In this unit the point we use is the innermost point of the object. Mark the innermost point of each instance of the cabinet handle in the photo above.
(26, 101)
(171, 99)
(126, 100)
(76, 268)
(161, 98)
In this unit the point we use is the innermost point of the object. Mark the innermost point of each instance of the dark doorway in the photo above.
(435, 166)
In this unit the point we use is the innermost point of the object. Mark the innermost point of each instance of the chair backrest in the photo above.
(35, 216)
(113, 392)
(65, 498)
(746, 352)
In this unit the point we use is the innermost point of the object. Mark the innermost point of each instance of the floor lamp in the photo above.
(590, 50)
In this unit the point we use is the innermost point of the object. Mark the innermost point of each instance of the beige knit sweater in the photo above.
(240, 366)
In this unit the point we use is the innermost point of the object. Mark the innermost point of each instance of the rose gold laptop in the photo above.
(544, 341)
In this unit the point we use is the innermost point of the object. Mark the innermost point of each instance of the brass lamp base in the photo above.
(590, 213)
______________________________
> _Goal_
Reproduce the records above word for word, beginning at the line that contains "base in the photo above." and continuing through the final line of the records.

> _In response_
In this unit the point we use is the innermost point of the object. Mark the innermost point of each instance of the brass lamp base in the photo above.
(590, 213)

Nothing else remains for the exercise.